### EXCERPTED DATA

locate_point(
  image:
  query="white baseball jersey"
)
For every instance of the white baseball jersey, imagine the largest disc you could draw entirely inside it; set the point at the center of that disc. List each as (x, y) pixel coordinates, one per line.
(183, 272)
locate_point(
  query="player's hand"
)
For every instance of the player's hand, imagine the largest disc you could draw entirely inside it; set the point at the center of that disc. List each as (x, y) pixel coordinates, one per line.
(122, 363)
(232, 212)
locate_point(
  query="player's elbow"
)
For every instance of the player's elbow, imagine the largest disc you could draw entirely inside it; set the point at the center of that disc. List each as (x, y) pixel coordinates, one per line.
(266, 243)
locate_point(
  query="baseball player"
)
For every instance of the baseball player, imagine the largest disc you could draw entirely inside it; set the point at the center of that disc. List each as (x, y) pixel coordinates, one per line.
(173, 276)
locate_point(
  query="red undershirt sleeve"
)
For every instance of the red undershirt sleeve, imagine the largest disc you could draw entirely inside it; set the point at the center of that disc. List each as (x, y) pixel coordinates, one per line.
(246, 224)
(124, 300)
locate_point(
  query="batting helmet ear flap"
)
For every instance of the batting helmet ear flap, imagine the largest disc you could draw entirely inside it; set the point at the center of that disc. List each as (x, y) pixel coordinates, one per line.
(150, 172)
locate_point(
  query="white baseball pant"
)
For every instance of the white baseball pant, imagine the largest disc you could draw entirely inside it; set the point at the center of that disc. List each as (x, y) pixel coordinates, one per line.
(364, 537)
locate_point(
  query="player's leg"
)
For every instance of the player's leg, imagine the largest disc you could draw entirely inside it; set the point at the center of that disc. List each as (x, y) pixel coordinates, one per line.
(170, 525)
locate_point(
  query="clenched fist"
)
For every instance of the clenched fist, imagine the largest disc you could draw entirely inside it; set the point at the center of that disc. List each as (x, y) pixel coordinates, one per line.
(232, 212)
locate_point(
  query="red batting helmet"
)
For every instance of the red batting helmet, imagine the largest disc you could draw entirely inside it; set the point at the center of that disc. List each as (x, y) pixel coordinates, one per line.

######

* _WORK TO COMPLETE_:
Write out every record, exactly as written.

* _FULL ANSWER_:
locate_point(
  image:
  query="white baseball jersey"
)
For every instance of the white baseball jersey, imagine the largest disc you could draw entirely inside it; set the point at the center of that disc. List each as (x, y) pixel coordinates, one per line.
(183, 272)
locate_point(
  query="player's hand"
)
For every instance of the player's hand, imagine the largest disc you could draw entirely inside it; set the point at the center of that disc. List each as (x, y) pixel coordinates, one per line.
(122, 363)
(232, 212)
locate_point(
  query="player's elbow"
)
For every instance of the player's elbow, imagine the largest disc you could draw entirely inside it; set the point at the center of that disc. List each as (x, y) pixel coordinates, one per line.
(266, 243)
locate_point(
  query="baseball player"
)
For every instance of the baseball player, imagine the largest disc you could draw entirely inside it; set the point at the center of that disc. List each as (x, y) pixel coordinates, one per line.
(173, 276)
locate_point(
  query="red undershirt sleeve"
)
For every instance of the red undershirt sleeve, imagine the largest disc you could draw entirely inside it; set the point at the center of that disc. List each as (x, y) pixel coordinates, one per line.
(246, 224)
(124, 300)
locate_point(
  query="batting helmet ear flap"
)
For every instance of the batting helmet ear flap, imagine the largest disc you could draw entirely inside it; set the point at the center of that disc. List each as (x, y) pixel coordinates, one per line.
(150, 172)
locate_point(
  query="white baseball pant"
)
For every instance of the white baseball pant, imagine the largest disc you could draw entirely inside it; set the point at the center of that disc. List each as (x, y) pixel coordinates, one per line.
(364, 537)
locate_point(
  query="player's leg"
)
For every instance of the player's leg, imagine the largest disc you could draw entirely inside it; set the point at the center of that disc. List each as (x, y) pixel coordinates, one per line.
(170, 525)
locate_point(
  query="clenched fist"
)
For every instance of the clenched fist, imagine the largest disc you could draw entirely inside it; set the point at the center of that disc. List each as (x, y) pixel coordinates, one per line.
(232, 212)
locate_point(
  query="red batting helmet"
)
For every instance of the red batting helmet, imagine the largest disc you could draw entirely inside it; set the point at the center of that disc. List each as (x, y) pixel coordinates, one per line.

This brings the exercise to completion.